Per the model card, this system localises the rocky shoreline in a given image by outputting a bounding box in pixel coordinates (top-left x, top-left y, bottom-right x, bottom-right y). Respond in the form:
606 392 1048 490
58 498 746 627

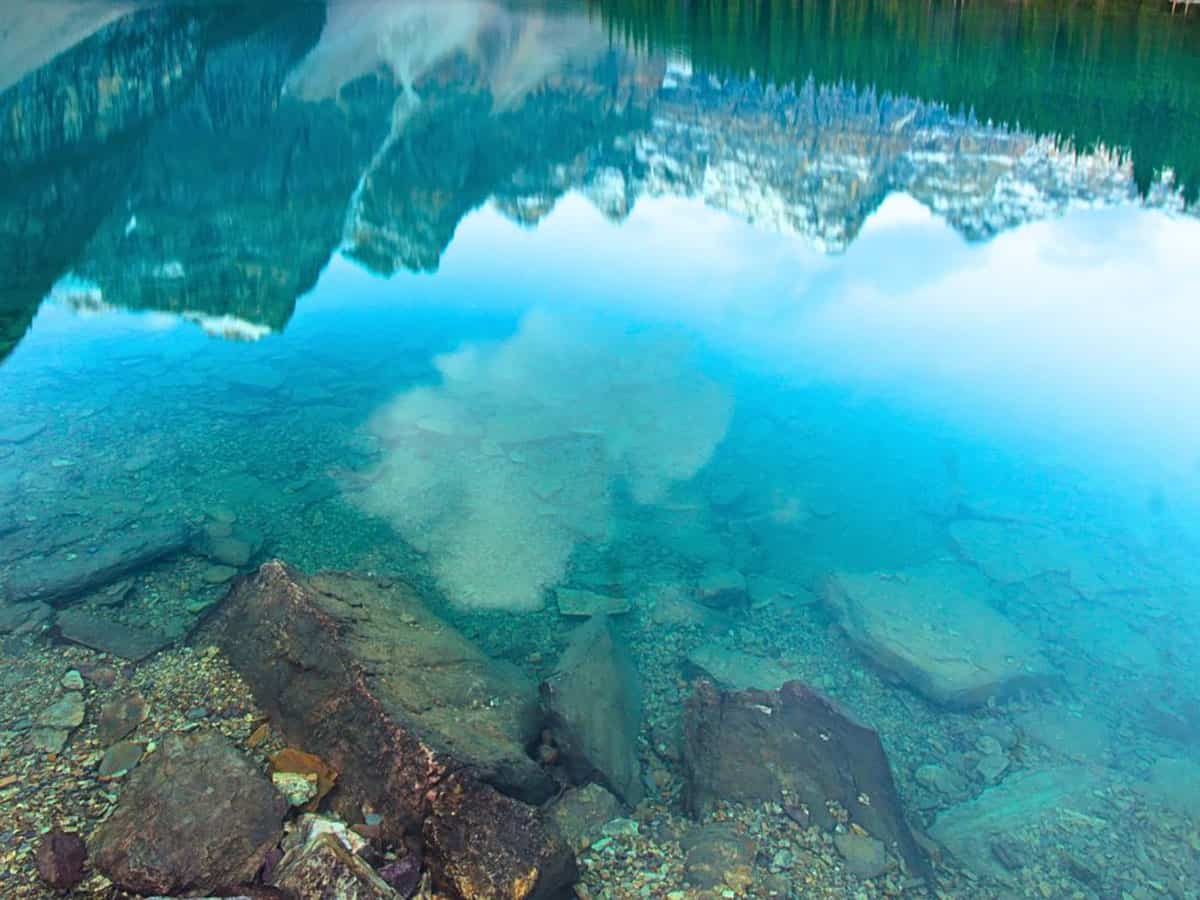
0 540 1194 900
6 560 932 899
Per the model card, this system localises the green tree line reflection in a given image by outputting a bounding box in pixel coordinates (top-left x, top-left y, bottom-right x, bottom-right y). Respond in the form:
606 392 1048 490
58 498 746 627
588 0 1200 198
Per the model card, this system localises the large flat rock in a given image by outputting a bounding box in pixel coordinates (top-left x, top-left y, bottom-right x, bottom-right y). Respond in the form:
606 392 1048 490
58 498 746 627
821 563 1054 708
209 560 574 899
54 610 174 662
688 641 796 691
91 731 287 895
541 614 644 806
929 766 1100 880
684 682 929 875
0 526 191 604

--

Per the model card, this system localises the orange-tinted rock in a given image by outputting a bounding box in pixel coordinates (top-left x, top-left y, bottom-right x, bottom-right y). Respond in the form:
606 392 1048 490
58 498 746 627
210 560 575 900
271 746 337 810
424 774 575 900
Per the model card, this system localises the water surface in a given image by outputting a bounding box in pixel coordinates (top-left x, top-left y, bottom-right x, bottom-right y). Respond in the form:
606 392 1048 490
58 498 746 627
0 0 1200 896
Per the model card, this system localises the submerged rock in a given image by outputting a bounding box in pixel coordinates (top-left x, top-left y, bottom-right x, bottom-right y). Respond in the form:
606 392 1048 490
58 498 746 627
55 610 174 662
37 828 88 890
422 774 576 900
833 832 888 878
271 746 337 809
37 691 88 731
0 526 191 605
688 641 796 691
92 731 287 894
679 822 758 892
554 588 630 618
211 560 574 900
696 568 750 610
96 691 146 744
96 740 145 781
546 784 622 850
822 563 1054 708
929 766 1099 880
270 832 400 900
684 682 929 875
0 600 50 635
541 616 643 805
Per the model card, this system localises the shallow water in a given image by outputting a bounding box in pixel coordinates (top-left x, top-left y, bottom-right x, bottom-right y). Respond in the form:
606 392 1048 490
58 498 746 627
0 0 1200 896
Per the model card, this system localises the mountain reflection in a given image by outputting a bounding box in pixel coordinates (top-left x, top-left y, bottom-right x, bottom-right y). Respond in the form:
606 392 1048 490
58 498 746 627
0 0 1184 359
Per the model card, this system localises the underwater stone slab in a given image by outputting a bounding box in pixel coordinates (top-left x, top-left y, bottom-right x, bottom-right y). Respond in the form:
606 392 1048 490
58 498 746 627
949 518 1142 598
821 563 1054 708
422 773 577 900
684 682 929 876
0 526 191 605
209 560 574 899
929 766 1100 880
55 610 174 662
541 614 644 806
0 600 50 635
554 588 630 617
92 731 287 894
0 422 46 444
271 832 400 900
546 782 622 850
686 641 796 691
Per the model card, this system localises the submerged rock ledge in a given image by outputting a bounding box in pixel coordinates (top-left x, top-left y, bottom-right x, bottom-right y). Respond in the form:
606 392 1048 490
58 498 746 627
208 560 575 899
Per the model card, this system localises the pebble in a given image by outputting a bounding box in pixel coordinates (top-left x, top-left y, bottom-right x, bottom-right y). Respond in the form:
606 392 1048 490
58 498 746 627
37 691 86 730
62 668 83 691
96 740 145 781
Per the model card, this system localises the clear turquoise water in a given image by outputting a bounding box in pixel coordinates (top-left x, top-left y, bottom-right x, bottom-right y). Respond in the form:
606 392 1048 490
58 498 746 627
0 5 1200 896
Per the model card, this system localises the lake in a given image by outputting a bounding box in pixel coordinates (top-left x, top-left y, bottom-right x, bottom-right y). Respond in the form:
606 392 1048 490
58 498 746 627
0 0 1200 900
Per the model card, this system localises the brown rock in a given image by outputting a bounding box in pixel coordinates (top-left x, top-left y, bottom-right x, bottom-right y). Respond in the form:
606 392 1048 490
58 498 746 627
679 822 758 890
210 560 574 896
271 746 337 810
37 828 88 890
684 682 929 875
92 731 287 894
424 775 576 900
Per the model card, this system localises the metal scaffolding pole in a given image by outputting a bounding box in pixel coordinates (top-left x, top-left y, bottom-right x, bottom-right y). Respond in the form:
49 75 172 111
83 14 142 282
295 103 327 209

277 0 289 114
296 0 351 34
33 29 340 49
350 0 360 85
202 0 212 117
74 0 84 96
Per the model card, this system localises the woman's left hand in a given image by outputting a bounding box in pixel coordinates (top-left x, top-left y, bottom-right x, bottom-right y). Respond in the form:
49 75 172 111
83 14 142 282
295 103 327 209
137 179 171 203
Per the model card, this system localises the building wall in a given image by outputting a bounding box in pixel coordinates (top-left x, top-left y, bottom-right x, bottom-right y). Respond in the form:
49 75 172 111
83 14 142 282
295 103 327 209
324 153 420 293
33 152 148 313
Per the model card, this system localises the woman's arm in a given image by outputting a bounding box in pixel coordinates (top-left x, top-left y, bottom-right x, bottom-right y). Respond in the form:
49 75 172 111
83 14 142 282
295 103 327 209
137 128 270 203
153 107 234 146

Task details »
Rewrite the material from the line with "Per the model card, this system localises the pebble" to the line with "33 152 148 313", renaming "model card" as "specification sheet" at every occurrence. Leave all else unchanged.

Solved problem »
Per the specification sheet, this system localises the pebble in a given image by outputting a bounding box in pixel coordinates (top-left x, top-left y, bottom-right x, bottom-right y). Respond in the form:
606 392 1048 490
58 498 746 627
37 691 86 730
62 668 83 691
96 740 145 781
Per the specification sheet, this system localises the clear turquoise water in a given image by outputting a bounding box in pixel coordinates (top-left x, top-left y, bottom-right x, bottom-right y). Respond in the form:
606 392 1048 490
58 498 746 627
0 5 1200 896
Per the specification sheet, this system localises the lake in a given image by outputting a bounding box in pixel coordinates (top-left x, top-left y, bottom-right x, bottom-right y). Respond in the form:
606 392 1048 490
58 498 746 627
0 0 1200 900
Per the specification sheet, this system localises the brown rock in a given image by outputting a bounding box in pixel coordinates (top-left x, top-left y, bottom-right x, bottom-right y). Respond in the form:
606 392 1048 490
58 498 746 627
679 822 758 890
210 560 574 896
271 746 337 810
37 828 88 890
684 682 929 875
92 731 287 894
424 775 576 900
Per the specification sheet, this system localises the metal scaffolding pole in a given image by outputting a bounding box in pixel coordinates (top-left x, top-left y, bottom-right x, bottom-right y). Respond in the form:
49 75 172 111
83 14 142 282
295 103 327 209

277 0 289 114
296 0 351 34
33 29 340 49
350 0 360 85
202 0 212 117
74 0 84 96
Per the specification sheet, this system localises the woman's left hand in a given image by outputting a bounding box in pixel coordinates (top-left x, top-left y, bottom-right x, bottom-right y). Respond in the form:
49 75 172 111
83 14 142 282
295 103 327 209
137 179 171 203
Per the specification sheet, this system localises the building wall in a given image by outputting a bounding box in pixel coordinates (top-left x, top-left y, bottom-right x, bottom-right y). Respond in the form:
49 75 172 111
83 14 142 282
295 103 327 209
324 153 420 293
33 152 148 313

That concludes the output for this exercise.